**** Task material ****

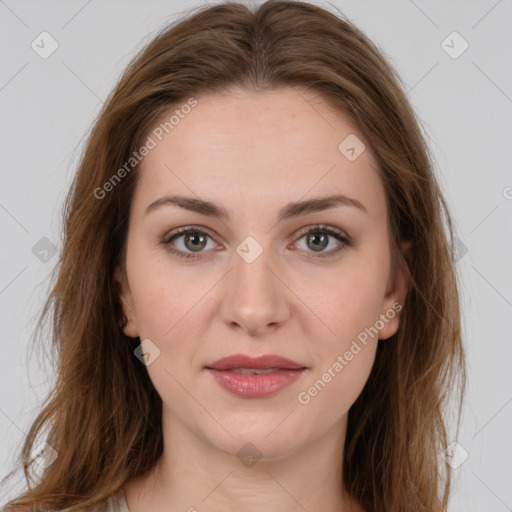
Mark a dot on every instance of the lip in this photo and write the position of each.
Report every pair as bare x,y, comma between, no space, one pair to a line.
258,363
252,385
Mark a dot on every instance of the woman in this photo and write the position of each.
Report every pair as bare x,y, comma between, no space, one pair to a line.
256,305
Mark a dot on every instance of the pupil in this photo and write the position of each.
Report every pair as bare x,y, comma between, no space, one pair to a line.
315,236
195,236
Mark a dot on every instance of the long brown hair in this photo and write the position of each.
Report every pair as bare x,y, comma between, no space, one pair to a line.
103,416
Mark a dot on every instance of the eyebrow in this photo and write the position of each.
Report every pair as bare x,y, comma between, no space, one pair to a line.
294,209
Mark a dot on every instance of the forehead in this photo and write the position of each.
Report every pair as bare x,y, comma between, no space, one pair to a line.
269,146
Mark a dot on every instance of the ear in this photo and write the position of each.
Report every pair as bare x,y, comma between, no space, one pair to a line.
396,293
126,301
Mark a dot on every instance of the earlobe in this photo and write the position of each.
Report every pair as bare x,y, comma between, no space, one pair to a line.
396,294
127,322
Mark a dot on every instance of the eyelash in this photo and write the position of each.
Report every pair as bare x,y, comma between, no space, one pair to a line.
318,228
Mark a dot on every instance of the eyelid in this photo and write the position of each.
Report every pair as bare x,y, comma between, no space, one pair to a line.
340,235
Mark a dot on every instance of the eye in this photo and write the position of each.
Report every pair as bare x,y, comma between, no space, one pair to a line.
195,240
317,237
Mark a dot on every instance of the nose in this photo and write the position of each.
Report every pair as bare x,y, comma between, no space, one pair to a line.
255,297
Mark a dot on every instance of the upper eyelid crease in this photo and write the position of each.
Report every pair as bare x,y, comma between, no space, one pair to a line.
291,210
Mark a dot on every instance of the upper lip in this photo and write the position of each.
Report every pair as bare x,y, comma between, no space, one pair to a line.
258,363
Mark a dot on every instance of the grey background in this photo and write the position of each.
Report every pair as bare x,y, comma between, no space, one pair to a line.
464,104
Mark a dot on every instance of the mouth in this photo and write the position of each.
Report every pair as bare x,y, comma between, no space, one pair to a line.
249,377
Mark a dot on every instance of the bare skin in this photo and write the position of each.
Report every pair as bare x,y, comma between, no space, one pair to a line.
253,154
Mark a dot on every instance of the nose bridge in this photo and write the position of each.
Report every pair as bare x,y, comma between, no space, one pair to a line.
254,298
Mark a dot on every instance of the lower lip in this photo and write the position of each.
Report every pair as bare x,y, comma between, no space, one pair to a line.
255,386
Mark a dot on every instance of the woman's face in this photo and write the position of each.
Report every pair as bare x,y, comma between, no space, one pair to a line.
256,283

****
**** Task material ****

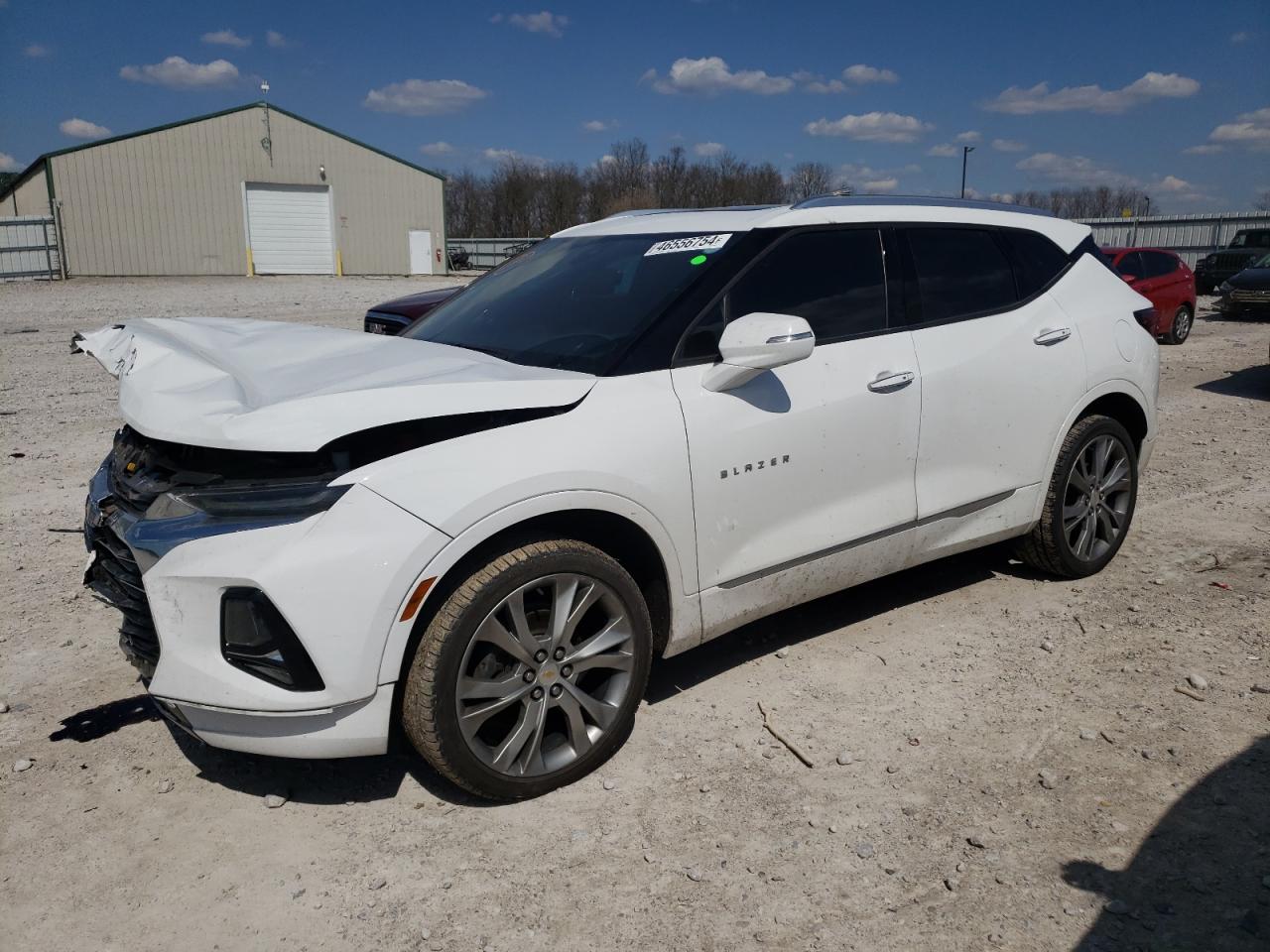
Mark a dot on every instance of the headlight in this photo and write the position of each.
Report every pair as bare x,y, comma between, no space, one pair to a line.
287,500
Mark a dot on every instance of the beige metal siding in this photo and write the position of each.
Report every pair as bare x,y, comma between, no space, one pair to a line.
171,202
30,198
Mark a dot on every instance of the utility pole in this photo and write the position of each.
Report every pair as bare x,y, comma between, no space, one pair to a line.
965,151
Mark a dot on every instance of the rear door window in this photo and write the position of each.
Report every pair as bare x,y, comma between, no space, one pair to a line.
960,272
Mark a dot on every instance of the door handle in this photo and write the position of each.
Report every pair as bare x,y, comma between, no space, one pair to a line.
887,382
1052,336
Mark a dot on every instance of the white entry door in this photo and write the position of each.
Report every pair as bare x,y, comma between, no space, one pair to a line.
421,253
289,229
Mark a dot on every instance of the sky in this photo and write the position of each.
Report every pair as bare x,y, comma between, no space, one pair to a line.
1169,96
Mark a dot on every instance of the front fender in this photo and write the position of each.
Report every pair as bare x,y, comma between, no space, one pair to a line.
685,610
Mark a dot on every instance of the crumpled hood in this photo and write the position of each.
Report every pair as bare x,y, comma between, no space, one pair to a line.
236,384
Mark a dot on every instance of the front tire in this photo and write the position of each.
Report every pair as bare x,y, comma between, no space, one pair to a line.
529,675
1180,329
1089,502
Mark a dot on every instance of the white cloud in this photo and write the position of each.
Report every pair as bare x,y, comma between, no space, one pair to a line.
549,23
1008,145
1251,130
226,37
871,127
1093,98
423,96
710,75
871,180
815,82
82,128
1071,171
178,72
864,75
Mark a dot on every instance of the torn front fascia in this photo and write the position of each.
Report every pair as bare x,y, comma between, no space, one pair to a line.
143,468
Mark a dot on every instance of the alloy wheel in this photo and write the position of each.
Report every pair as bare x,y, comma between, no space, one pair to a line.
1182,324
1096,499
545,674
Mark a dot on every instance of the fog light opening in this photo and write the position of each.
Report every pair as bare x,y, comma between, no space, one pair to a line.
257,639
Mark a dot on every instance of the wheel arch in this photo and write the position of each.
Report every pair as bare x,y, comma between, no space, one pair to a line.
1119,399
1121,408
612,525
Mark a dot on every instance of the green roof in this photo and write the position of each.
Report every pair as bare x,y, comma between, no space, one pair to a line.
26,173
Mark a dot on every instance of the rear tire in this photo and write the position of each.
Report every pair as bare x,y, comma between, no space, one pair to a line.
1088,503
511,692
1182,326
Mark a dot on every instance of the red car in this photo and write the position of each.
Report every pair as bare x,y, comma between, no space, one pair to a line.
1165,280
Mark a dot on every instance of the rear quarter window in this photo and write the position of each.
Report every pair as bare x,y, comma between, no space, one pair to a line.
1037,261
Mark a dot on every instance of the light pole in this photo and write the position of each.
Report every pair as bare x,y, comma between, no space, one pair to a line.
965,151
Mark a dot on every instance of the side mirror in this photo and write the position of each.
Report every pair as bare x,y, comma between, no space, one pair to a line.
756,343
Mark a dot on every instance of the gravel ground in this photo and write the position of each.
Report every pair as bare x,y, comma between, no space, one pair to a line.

****

To do: Pick out every line in the entries above that contains the word "white" and copy each one.

Response for this exercise:
Mark a dot on every instance of the white entry door in this photo and write the position of each.
Mark a dot on every instance of the white cloud in this photo and write the position of each.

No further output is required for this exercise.